**ASSIGNMENT**. Find the lines below holding the word "blanket" and copy each of them.

====== INPUT DATA ======

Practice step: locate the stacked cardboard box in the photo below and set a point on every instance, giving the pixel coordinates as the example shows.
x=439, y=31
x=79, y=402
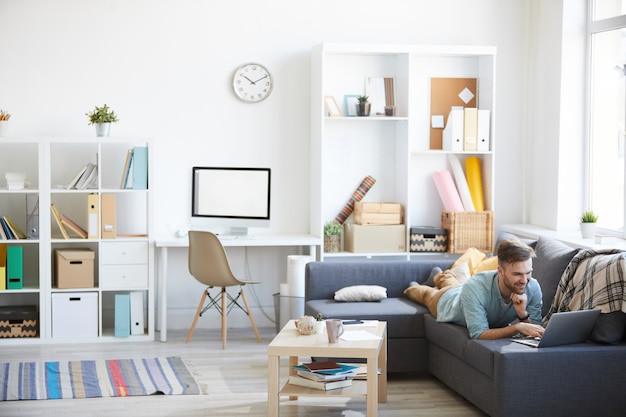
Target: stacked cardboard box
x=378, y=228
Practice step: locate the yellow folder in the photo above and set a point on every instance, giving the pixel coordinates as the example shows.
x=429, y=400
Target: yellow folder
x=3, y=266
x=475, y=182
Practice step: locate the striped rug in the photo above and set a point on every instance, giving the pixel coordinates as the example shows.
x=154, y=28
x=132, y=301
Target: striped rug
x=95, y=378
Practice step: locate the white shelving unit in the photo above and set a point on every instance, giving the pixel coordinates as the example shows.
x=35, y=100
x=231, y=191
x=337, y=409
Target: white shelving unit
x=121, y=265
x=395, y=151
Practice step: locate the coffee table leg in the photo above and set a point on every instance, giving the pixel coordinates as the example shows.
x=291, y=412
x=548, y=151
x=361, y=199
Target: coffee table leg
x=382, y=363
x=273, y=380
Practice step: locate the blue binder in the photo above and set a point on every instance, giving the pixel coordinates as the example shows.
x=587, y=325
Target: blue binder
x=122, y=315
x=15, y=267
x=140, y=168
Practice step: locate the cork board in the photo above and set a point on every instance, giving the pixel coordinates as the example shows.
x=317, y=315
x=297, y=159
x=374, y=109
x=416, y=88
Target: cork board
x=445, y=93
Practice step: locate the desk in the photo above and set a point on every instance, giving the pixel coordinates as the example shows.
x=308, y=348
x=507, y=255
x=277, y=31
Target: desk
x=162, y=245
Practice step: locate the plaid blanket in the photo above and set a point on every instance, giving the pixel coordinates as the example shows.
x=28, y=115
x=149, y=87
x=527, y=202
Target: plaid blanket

======

**SOLUTION**.
Practice step: locate the plaid blanket in the photo above and set a point on every instance, giving the pixel coordinates as the example shows.
Target: plaid blanket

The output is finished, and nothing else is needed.